Extract verbatim the lines of the records from the line containing "Target: silver car" to the line containing "335 13 L 336", both included.

-- start --

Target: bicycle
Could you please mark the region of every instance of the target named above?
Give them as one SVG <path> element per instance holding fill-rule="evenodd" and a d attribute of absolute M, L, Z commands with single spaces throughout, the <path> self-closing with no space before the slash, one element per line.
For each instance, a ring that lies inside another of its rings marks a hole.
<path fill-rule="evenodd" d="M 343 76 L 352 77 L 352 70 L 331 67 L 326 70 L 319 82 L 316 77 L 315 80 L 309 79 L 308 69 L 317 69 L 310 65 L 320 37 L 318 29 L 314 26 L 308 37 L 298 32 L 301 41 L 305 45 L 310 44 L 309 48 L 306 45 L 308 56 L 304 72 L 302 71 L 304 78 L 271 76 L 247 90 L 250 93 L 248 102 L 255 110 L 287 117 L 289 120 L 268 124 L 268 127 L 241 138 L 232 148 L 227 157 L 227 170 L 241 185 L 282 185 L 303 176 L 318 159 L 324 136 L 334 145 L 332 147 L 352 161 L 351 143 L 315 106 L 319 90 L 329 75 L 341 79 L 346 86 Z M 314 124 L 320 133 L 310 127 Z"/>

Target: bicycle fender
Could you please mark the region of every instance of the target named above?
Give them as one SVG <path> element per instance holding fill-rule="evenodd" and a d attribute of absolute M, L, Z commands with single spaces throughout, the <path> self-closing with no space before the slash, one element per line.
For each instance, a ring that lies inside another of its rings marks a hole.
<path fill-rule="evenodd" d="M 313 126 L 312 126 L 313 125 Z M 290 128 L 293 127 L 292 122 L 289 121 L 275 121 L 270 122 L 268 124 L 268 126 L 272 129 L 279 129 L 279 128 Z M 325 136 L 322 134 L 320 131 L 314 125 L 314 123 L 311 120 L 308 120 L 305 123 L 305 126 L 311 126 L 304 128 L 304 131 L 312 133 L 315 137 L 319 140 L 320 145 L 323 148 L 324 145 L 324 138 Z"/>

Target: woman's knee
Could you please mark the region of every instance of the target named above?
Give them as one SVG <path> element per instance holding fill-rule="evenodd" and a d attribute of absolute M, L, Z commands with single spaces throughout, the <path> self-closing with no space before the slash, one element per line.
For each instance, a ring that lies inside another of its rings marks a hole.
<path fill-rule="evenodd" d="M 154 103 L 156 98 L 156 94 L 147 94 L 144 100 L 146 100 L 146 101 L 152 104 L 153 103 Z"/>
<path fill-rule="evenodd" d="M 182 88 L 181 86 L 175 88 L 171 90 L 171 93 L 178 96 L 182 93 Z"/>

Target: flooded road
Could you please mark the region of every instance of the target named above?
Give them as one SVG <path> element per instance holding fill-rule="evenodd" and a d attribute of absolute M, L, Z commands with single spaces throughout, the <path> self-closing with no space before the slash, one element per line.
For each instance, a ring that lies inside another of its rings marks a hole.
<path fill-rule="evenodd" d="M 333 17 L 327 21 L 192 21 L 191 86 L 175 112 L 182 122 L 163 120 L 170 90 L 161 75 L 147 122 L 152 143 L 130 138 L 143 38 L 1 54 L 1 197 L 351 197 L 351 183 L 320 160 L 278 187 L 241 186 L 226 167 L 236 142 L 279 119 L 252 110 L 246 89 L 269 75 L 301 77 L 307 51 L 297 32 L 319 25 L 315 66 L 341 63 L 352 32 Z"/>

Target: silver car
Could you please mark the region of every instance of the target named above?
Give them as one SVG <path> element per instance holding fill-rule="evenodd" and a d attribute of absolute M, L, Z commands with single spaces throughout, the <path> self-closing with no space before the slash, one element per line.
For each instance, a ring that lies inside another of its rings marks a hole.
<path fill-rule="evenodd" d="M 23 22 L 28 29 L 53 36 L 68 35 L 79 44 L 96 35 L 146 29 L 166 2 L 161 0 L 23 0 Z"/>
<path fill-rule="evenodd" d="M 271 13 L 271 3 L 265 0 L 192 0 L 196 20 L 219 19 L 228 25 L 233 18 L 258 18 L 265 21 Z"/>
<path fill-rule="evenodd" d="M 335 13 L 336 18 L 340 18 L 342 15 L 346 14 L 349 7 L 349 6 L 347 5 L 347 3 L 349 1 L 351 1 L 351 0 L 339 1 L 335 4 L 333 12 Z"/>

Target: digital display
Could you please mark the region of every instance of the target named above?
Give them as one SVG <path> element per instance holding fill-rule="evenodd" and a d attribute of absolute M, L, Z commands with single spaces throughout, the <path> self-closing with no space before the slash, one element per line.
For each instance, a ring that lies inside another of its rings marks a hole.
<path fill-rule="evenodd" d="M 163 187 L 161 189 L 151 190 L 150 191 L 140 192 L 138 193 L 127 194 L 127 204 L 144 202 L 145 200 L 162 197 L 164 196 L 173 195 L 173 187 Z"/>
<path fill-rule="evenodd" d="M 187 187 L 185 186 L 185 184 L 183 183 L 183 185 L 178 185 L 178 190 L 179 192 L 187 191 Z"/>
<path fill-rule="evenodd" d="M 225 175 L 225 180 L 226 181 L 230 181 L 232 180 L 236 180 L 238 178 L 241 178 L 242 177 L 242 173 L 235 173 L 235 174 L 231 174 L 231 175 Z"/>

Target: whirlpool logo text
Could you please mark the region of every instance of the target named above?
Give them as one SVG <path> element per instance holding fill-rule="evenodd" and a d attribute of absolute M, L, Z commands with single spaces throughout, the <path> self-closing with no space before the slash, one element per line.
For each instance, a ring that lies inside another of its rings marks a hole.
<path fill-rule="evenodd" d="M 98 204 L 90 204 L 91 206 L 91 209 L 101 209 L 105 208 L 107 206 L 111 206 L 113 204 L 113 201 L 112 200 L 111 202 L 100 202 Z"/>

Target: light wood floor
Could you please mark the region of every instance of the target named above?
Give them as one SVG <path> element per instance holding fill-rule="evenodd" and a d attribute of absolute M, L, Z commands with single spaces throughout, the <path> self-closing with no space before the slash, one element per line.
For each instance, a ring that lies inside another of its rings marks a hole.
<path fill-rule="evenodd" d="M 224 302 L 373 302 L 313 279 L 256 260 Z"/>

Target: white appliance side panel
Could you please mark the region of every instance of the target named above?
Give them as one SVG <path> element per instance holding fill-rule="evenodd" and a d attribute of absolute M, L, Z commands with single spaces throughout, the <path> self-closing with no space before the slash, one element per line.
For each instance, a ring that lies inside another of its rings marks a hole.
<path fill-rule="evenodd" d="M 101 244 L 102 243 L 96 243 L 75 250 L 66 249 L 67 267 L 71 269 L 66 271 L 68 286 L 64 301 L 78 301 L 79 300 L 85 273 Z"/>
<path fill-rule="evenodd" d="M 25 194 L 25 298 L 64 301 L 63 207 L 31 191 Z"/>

-- end --
-- start --

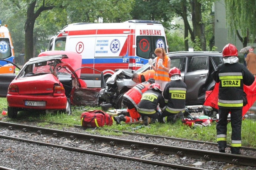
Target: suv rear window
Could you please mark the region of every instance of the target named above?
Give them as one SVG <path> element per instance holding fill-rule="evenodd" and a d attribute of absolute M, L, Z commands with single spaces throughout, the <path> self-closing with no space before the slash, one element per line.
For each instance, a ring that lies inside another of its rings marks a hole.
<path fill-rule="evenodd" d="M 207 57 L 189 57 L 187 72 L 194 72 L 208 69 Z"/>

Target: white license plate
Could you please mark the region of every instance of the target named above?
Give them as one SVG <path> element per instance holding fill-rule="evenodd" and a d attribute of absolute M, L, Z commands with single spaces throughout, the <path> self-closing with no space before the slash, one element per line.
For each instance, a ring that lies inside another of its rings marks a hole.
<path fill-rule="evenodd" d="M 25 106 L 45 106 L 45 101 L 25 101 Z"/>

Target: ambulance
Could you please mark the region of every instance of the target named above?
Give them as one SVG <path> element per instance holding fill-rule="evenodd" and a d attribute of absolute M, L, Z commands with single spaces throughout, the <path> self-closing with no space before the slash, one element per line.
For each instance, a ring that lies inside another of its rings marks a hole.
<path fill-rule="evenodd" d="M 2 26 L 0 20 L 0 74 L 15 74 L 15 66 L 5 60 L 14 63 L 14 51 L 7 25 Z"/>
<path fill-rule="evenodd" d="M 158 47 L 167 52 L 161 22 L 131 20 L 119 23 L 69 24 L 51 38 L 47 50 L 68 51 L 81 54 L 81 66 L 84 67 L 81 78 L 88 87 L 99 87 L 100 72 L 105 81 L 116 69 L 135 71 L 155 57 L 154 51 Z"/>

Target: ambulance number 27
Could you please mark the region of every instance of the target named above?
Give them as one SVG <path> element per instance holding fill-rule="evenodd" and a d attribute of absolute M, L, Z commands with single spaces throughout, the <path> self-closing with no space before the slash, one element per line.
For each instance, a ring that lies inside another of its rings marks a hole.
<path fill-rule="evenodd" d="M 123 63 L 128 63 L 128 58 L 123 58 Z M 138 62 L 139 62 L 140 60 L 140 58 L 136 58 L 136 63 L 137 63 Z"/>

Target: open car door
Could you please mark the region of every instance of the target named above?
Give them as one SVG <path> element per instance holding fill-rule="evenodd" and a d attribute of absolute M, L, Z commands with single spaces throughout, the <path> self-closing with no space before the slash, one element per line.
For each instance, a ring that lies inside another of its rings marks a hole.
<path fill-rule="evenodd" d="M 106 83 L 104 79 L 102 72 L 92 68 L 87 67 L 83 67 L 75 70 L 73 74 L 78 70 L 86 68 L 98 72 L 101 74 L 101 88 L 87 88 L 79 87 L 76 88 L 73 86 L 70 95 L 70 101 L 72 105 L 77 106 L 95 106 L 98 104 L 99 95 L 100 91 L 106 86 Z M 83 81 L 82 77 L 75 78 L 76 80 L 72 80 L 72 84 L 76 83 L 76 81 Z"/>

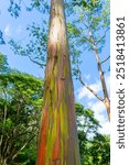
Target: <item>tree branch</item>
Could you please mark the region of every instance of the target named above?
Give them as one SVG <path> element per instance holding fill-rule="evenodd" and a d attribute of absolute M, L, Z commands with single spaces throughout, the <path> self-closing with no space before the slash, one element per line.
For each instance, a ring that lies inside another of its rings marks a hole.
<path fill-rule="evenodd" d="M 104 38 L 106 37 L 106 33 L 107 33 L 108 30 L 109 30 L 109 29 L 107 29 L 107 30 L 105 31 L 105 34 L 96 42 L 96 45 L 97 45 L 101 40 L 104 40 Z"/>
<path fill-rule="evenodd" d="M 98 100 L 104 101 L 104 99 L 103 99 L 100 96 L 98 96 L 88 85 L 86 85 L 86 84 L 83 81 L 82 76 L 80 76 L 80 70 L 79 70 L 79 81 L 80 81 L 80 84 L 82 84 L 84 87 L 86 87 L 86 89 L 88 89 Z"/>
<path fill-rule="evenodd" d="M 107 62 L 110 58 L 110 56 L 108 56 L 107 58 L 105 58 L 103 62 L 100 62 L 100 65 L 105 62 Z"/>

-- end --

Solution for this problem.
Target: silver car
Could you please mark the region of every instance of the target named above?
Give them as one SVG <path> element per instance holding fill-rule="evenodd" and a d attribute of absolute M, L, Z commands with single spaces throughout, the <path> self-closing with no space before the slash, one element per line.
For each instance, a ring that lies inside another of its rings marks a hole.
<path fill-rule="evenodd" d="M 23 22 L 28 29 L 53 36 L 68 35 L 79 44 L 96 35 L 146 29 L 166 2 L 161 0 L 23 0 Z"/>
<path fill-rule="evenodd" d="M 271 13 L 271 3 L 265 0 L 192 0 L 196 20 L 219 19 L 228 25 L 233 18 L 258 18 L 265 21 Z"/>
<path fill-rule="evenodd" d="M 335 13 L 336 18 L 340 18 L 342 15 L 346 14 L 349 7 L 349 6 L 347 5 L 347 3 L 349 1 L 351 1 L 351 0 L 339 1 L 335 4 L 333 12 Z"/>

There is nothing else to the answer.